• [SET TASK] Edit the records from the first line through the line containing "212), (216, 210)]", replacing "white paw" with "front paw" and leaving everything else as it is.

• [EXERCISE INPUTS]
▽

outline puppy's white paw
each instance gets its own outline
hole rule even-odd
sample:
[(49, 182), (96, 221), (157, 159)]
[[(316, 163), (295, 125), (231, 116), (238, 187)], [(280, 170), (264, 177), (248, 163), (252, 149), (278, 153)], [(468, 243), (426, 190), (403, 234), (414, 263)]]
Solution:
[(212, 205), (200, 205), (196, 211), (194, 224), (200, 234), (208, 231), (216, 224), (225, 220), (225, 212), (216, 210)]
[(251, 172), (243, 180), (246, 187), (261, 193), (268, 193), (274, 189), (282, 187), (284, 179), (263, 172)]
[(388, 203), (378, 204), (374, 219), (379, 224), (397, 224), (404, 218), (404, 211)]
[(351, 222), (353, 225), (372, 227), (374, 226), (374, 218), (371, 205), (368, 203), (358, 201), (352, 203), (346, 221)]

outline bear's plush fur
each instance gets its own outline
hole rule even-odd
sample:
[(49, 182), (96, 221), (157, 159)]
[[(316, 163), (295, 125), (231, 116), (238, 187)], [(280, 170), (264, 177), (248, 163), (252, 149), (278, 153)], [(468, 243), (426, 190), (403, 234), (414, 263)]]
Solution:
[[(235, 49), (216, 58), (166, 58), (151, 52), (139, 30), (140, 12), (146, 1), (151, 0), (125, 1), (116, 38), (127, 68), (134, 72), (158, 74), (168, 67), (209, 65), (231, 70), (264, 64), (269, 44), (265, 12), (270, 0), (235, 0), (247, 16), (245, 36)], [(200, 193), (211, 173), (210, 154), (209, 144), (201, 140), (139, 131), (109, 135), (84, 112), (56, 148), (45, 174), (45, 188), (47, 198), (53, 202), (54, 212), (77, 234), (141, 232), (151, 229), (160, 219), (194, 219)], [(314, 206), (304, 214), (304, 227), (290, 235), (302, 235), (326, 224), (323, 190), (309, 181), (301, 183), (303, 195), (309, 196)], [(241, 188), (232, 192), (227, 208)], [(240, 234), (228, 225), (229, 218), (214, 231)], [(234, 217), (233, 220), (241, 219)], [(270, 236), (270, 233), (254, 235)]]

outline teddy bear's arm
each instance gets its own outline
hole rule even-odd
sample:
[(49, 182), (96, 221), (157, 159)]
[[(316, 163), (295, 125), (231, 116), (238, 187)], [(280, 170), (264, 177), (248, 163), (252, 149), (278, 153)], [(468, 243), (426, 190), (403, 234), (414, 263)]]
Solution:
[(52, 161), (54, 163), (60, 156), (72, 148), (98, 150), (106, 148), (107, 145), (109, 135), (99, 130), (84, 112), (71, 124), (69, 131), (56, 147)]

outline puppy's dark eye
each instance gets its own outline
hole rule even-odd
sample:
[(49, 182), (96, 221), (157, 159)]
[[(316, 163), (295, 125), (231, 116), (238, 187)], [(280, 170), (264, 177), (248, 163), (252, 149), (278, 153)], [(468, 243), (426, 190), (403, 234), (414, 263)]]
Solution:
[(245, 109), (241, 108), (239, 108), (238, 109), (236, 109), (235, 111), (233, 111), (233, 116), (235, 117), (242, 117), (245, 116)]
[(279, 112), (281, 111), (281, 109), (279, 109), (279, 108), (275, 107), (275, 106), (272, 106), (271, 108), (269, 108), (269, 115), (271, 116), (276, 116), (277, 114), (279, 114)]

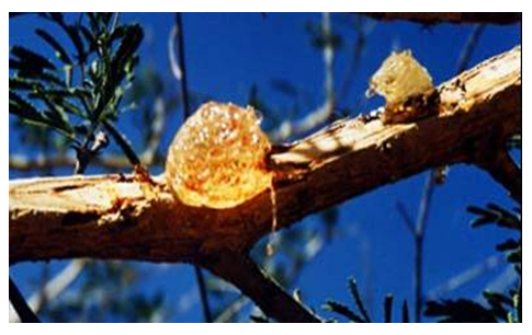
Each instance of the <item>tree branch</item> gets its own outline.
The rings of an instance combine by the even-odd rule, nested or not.
[[[253,300],[265,315],[279,322],[321,322],[267,277],[248,256],[228,252],[203,262],[213,274],[233,282]]]
[[[425,170],[455,163],[487,169],[493,160],[479,159],[490,152],[478,150],[483,143],[521,127],[520,65],[517,47],[443,83],[437,116],[392,125],[342,120],[273,152],[279,228]],[[508,166],[499,166],[489,171],[500,180],[512,180]],[[310,317],[274,284],[256,285],[263,276],[239,258],[271,232],[268,189],[237,207],[213,209],[180,203],[162,177],[29,178],[10,182],[9,220],[10,264],[73,257],[186,262],[231,281],[270,316]],[[239,268],[247,269],[242,278]]]
[[[521,22],[521,13],[363,13],[375,20],[405,20],[421,24],[438,23],[491,23],[514,24]]]
[[[520,55],[514,48],[443,83],[439,116],[398,125],[344,120],[272,154],[279,227],[428,169],[474,162],[476,143],[494,129],[501,138],[517,132]],[[270,233],[268,189],[235,208],[195,208],[176,200],[162,178],[155,181],[156,186],[124,175],[11,181],[10,263],[194,263],[222,250],[247,251]]]

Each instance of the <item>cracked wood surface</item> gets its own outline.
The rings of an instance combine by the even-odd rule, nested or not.
[[[341,120],[272,154],[279,228],[431,168],[477,164],[478,148],[521,129],[520,47],[439,91],[437,116],[394,125]],[[245,254],[271,230],[268,190],[235,208],[194,208],[174,200],[163,178],[154,181],[10,181],[10,264],[75,257],[202,264],[225,251]]]

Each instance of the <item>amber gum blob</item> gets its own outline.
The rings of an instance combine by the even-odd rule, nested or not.
[[[229,208],[271,187],[270,141],[252,107],[210,102],[181,127],[167,158],[171,192],[189,206]]]

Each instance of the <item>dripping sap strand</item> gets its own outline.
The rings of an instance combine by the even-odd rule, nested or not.
[[[278,230],[278,200],[275,196],[275,189],[273,188],[273,182],[270,185],[270,201],[272,205],[272,231],[270,234],[270,240],[268,241],[268,245],[267,245],[268,256],[272,256],[273,253],[275,252],[274,244],[278,241],[278,234],[275,232]]]

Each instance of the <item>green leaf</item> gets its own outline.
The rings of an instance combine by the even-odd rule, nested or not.
[[[11,54],[19,58],[23,66],[31,66],[39,69],[55,70],[56,67],[43,56],[26,49],[22,46],[15,45],[11,48]]]
[[[359,288],[356,287],[356,280],[353,278],[349,279],[348,281],[349,290],[351,292],[351,297],[354,300],[354,303],[356,304],[356,308],[359,311],[362,313],[362,316],[364,317],[364,322],[371,322],[370,315],[367,314],[367,311],[364,308],[364,304],[362,303],[362,299],[360,298],[360,292]]]
[[[14,92],[9,92],[9,113],[23,120],[45,123],[45,118],[37,108]]]
[[[490,310],[466,299],[428,301],[425,315],[438,322],[497,322]]]
[[[508,317],[508,311],[503,308],[503,304],[507,304],[511,308],[512,300],[497,292],[485,291],[483,296],[491,307],[491,312],[494,313],[494,315],[502,321],[506,321]]]
[[[56,51],[56,57],[60,61],[68,63],[68,65],[72,63],[72,61],[70,60],[70,57],[68,57],[67,51],[65,51],[65,48],[60,45],[59,42],[57,42],[57,39],[52,37],[50,34],[48,34],[47,32],[45,32],[41,28],[36,28],[35,33]]]

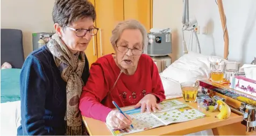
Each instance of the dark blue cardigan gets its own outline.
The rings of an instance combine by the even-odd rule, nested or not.
[[[86,56],[86,60],[84,84],[89,76]],[[17,135],[65,135],[66,82],[46,46],[27,56],[20,80],[22,125]]]

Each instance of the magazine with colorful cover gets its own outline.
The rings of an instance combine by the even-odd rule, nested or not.
[[[157,112],[141,113],[140,109],[123,111],[132,118],[133,128],[112,129],[113,135],[123,135],[141,132],[171,124],[204,118],[207,115],[176,99],[165,101],[159,104],[161,109]]]

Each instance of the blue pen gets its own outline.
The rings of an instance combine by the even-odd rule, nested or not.
[[[119,112],[120,112],[120,113],[121,113],[122,114],[123,114],[124,116],[124,117],[125,117],[125,118],[128,119],[127,118],[127,117],[125,116],[125,114],[124,114],[124,112],[123,112],[123,111],[121,110],[120,108],[119,108],[118,105],[117,105],[117,104],[116,103],[116,102],[115,102],[115,101],[112,101],[112,103],[115,105],[115,106],[117,108],[117,109],[119,110]],[[132,124],[131,125],[131,126],[132,127],[132,128],[134,128],[133,126],[132,126]]]

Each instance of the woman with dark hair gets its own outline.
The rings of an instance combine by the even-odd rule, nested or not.
[[[82,135],[79,102],[89,77],[84,51],[98,28],[87,0],[56,0],[55,34],[31,53],[20,73],[22,125],[18,135]]]

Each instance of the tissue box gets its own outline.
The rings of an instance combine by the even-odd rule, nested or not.
[[[256,81],[243,76],[230,77],[230,88],[256,97]]]

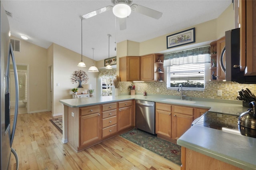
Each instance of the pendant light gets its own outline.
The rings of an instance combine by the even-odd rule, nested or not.
[[[83,18],[81,17],[81,61],[77,65],[79,67],[86,67],[84,61],[83,61]]]
[[[89,68],[88,72],[99,72],[98,68],[94,66],[94,48],[92,48],[92,66]]]
[[[108,36],[108,64],[106,67],[106,68],[107,69],[112,69],[112,67],[110,65],[110,61],[109,59],[109,38],[111,36],[110,34],[108,34],[107,36]]]

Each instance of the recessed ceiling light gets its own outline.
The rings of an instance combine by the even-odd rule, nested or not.
[[[24,40],[28,40],[28,38],[27,36],[25,36],[22,35],[22,36],[21,36],[20,37],[22,39],[24,39]]]

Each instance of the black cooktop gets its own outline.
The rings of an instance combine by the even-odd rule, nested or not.
[[[241,127],[238,124],[239,117],[239,115],[207,112],[198,120],[194,121],[192,125],[196,124],[228,133],[256,138],[255,134],[256,130],[252,134],[244,134],[244,129],[242,129]]]

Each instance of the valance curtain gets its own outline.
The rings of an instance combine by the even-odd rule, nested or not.
[[[100,71],[99,73],[99,79],[113,79],[116,75],[116,70]]]
[[[210,63],[210,46],[164,54],[164,66]]]

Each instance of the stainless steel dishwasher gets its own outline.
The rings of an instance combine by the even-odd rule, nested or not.
[[[136,100],[135,127],[155,134],[155,102]]]

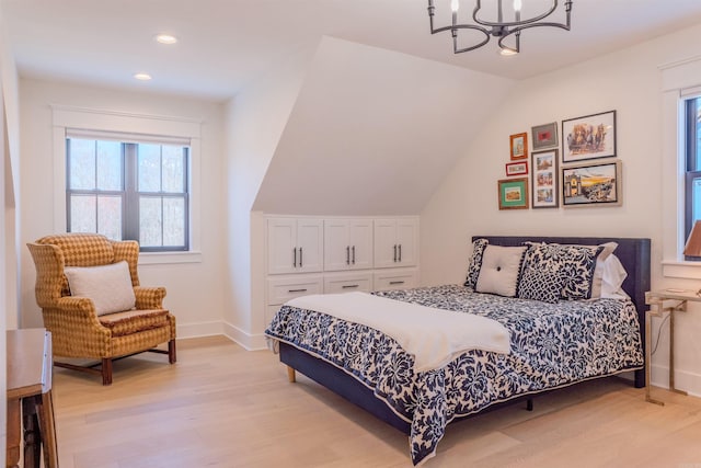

△

• [EXERCISE RESPONSE]
outline puppy's front paw
each instance gets its own outline
hole rule even-odd
sample:
[(49, 182), (96, 221), (157, 159)]
[[(316, 163), (295, 125), (231, 116), (238, 187)], [(280, 170), (264, 177), (248, 163), (252, 149), (278, 153)], [(468, 243), (426, 190), (403, 234), (414, 263)]]
Solution:
[(212, 205), (200, 205), (196, 211), (194, 224), (200, 234), (208, 231), (216, 224), (225, 220), (225, 212), (216, 210)]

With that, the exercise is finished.